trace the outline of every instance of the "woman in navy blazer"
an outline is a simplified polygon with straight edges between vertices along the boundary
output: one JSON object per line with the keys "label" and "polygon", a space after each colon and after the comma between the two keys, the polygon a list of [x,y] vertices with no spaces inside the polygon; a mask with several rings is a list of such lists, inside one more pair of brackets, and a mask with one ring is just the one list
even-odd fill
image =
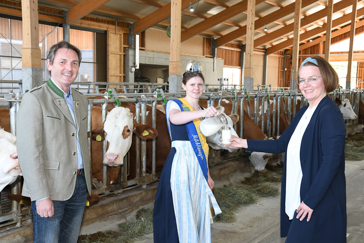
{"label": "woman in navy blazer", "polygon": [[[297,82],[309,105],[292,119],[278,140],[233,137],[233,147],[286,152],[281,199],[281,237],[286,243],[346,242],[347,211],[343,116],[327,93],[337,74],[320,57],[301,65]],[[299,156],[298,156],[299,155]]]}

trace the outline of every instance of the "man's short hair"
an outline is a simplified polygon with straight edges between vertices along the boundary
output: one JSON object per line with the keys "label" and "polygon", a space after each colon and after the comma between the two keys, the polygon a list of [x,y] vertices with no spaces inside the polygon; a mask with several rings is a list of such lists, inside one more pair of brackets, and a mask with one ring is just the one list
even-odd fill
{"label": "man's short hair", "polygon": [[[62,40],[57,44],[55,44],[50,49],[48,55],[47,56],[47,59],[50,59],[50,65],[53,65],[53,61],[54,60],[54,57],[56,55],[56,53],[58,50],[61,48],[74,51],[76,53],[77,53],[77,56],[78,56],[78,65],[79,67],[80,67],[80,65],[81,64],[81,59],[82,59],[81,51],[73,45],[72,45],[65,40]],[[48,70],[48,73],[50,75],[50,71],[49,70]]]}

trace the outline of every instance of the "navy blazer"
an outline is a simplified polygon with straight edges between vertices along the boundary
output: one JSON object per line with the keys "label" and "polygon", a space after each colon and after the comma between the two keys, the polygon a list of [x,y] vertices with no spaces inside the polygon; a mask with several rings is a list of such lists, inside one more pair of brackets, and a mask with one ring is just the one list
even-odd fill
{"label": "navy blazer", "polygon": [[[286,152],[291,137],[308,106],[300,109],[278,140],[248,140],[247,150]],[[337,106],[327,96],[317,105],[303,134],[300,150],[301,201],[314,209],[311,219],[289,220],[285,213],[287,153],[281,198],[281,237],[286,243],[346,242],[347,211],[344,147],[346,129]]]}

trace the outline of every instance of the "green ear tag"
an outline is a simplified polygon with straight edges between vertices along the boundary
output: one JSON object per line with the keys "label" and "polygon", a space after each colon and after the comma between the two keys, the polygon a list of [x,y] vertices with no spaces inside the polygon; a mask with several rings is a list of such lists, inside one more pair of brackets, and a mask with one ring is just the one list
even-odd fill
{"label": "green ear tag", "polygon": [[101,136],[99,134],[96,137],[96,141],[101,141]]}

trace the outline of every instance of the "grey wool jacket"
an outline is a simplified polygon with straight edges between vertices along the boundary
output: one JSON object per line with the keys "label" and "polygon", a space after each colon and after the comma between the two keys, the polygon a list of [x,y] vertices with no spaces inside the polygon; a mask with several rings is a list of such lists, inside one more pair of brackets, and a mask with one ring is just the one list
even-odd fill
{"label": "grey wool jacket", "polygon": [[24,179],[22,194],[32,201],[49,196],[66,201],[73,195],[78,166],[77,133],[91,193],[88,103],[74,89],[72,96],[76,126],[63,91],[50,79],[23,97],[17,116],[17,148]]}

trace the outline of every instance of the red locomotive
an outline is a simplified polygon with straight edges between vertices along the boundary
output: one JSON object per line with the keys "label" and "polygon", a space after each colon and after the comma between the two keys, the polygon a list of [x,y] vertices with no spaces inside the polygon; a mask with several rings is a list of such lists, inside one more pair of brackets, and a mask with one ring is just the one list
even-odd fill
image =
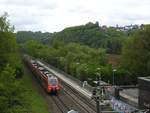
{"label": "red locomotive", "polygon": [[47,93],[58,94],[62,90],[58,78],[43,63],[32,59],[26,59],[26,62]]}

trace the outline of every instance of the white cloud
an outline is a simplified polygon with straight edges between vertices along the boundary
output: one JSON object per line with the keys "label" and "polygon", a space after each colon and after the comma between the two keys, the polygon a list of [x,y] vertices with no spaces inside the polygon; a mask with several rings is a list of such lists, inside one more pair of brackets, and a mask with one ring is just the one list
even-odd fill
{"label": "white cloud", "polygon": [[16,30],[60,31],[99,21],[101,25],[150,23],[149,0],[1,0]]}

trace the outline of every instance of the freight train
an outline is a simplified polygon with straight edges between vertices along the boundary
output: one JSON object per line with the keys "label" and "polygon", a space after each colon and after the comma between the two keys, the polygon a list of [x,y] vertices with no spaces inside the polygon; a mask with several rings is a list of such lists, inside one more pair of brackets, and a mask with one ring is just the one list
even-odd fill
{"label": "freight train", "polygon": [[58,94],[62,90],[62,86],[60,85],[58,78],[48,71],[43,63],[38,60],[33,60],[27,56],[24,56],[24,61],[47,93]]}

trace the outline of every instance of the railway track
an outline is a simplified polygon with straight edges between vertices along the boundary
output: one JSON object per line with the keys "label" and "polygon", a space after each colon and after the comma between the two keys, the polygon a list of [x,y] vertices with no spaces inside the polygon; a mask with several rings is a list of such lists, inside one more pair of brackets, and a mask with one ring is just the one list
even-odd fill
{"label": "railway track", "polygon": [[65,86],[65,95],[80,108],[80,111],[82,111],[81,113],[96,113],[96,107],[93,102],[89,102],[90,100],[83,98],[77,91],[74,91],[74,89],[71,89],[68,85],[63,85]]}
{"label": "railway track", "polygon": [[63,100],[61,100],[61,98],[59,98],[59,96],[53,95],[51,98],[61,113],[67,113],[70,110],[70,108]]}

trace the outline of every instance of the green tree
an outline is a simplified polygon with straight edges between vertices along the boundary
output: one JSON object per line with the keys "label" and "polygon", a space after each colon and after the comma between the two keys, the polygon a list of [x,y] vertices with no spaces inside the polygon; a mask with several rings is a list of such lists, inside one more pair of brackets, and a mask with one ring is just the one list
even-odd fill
=-=-=
To be done
Rename "even-odd fill" to "nonzero fill" throughout the rows above and write all of them out again, changing nothing else and leaving out the pictures.

Written solution
trace the outline of every instance of the "woman in navy blazer"
an outline is a simplified polygon with straight edges between vertices along the boundary
output: one JSON object per line with the keys "label" and "polygon", a space after each colon and after the comma between the two keys, the polygon a list of [x,y] vertices with no spaces inside the polygon; a mask with several rings is a list of such lists, inside one more pair of brackets, and a mask with one ring is just the one list
nonzero fill
image =
{"label": "woman in navy blazer", "polygon": [[[297,82],[309,105],[292,119],[278,140],[233,137],[233,147],[286,152],[281,199],[281,237],[286,243],[346,242],[347,211],[343,116],[327,93],[337,74],[320,57],[301,65]],[[299,156],[298,156],[299,155]]]}

trace the outline of every instance of the "man's short hair"
an outline is a simplified polygon with straight edges between vertices along the boundary
output: one JSON object per line with the keys "label" and "polygon", a space after each colon and after the comma between the two keys, the polygon a list of [x,y] vertices with no spaces inside the polygon; a mask with several rings is a list of such lists, inside one more pair of brackets, and a mask with one ring is just the one list
nonzero fill
{"label": "man's short hair", "polygon": [[[62,40],[57,44],[55,44],[50,49],[48,55],[47,56],[47,59],[50,59],[50,65],[53,65],[53,61],[54,60],[54,57],[56,55],[56,53],[58,50],[61,48],[74,51],[76,53],[77,53],[77,56],[78,56],[78,65],[79,67],[80,67],[80,65],[81,64],[81,59],[82,59],[81,51],[73,45],[72,45],[65,40]],[[48,70],[48,73],[50,75],[50,71],[49,70]]]}

trace the outline of every instance of the "navy blazer"
an outline is a simplified polygon with straight edges between vertices along the boundary
output: one JSON object per line with the keys "label" and "polygon", a space after each colon and after the comma between the two keys, the polygon a list of [x,y] vertices with no spaces inside the polygon; a mask with several rings is a list of such lists, inside one more pair of brackets, and a mask with one ring is just the one list
nonzero fill
{"label": "navy blazer", "polygon": [[[286,152],[291,137],[308,106],[300,109],[278,140],[248,140],[247,150]],[[337,106],[327,96],[317,105],[303,134],[300,150],[301,201],[314,209],[311,219],[289,220],[285,213],[287,153],[281,198],[281,237],[286,243],[346,242],[347,211],[344,147],[346,129]]]}

trace the outline of every instance of the "green ear tag"
an outline is a simplified polygon with straight edges between vertices along the boundary
output: one JSON object per line with the keys "label" and "polygon", a space after each colon and after the comma between the two keys, the polygon a list of [x,y] vertices with no spaces inside the polygon; a mask with several rings is a list of such lists, inside one more pair of brackets, and a mask with one ring is just the one list
nonzero fill
{"label": "green ear tag", "polygon": [[101,136],[99,134],[96,137],[96,141],[101,141]]}

trace the outline of every instance of the "grey wool jacket"
an outline is a simplified polygon with straight edges between vertices along the boundary
output: one JSON object per line with the keys "label" and "polygon", a space after each colon and after the comma between the two keys, the polygon a list of [x,y] vertices with no spaces inside the polygon; a mask with several rings is a list of such lists, inside one more pair of brackets, and a mask with one ring is just the one list
nonzero fill
{"label": "grey wool jacket", "polygon": [[24,179],[22,194],[32,201],[49,196],[66,201],[73,195],[78,166],[77,133],[91,193],[88,103],[74,89],[72,96],[76,126],[63,91],[50,79],[23,97],[17,116],[17,148]]}

trace the outline of every instance of the red locomotive
an outline is a simplified polygon with straight edges between vertices along the boundary
output: one JSON object per line with the keys "label" and "polygon", a space after each colon and after the comma between the two keys, the polygon a list of [x,y] vertices with no spaces inside the polygon; a mask with several rings is a list of such lists, inside one more pair of brackets, and a mask with one ring is just the one list
nonzero fill
image =
{"label": "red locomotive", "polygon": [[47,93],[58,94],[62,90],[58,78],[43,63],[32,59],[26,59],[26,62]]}

trace the outline of every instance of the white cloud
an outline is a simplified polygon with straight edges between vertices along the boundary
output: one JSON object per line with the keys "label" and "polygon", a space after each colon and after the comma between the two keys, the polygon a list of [x,y] vertices with no spaces inside the polygon; a mask with several rings is a list of such lists, inside one more pair of brackets, and a mask with one ring is just the one list
nonzero fill
{"label": "white cloud", "polygon": [[16,30],[60,31],[99,21],[101,25],[150,23],[149,0],[1,0]]}

trace the outline of every instance of the freight train
an outline is a simplified polygon with straight edges between vertices along the boundary
output: one JSON object per line with the keys "label" and "polygon", a space after each colon and after the comma between the two keys, the polygon a list of [x,y] vertices with no spaces inside the polygon; a mask with several rings is a list of such lists, inside one more pair of brackets, and a mask with one ring is just the one list
nonzero fill
{"label": "freight train", "polygon": [[58,94],[62,90],[62,86],[60,85],[58,78],[48,71],[43,63],[38,60],[33,60],[27,56],[24,56],[24,61],[47,93]]}

trace the outline of every instance of the railway track
an outline is a simplified polygon with straight edges between vertices along the boundary
output: one JSON object per line with the keys "label" and "polygon", a space after each colon and after the comma between the two keys, the polygon a list of [x,y] vertices with no spaces inside the polygon; a mask with several rings is a list of such lists, inside one more pair of brackets, and a mask with one ring is just the one list
nonzero fill
{"label": "railway track", "polygon": [[65,86],[65,95],[80,108],[80,111],[82,111],[81,113],[96,113],[96,107],[93,102],[89,102],[90,100],[83,98],[77,91],[74,91],[74,89],[71,89],[68,85],[63,85]]}
{"label": "railway track", "polygon": [[63,100],[61,100],[61,98],[59,98],[59,96],[53,95],[51,98],[61,113],[67,113],[70,110],[70,108]]}

trace the outline of every instance of the green tree
an outline is a simplified polygon with straight edges between vertices along the boundary
output: one JSON object per line with the keys "label" and "polygon", a space after each colon and after the comma between the two keys, the polygon a list of [x,y] vertices with no spaces inside the polygon; a mask with several rings is a list of such lists, inside one more pair of brackets, and a mask with one ring is just the one list
nonzero fill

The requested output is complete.